**Exercise description**
Copy all lines below containing "Mark".

(Collected data entries)
• • •

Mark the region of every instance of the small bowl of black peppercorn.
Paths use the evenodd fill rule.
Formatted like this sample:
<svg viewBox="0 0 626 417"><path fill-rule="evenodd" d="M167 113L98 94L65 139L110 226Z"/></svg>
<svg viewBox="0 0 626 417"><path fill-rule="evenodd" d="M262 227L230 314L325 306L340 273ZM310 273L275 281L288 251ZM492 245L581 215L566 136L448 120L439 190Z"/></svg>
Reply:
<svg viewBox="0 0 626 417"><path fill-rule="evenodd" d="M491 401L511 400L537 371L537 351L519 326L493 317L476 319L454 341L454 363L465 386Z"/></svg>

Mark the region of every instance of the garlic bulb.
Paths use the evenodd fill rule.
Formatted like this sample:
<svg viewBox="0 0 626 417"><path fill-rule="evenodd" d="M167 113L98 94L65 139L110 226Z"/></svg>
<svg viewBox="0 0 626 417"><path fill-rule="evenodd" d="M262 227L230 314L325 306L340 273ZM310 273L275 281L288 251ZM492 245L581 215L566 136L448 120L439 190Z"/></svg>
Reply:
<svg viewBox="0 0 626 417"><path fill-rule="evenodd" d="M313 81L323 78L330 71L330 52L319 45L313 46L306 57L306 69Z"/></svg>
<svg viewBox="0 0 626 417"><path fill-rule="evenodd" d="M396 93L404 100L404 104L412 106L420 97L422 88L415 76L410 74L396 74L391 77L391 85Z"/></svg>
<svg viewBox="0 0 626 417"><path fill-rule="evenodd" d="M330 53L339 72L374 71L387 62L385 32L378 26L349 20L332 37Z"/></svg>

• • •

**Your solution**
Mark the region of every instance of the small bowl of black peppercorn.
Mark the region of every instance of the garlic bulb.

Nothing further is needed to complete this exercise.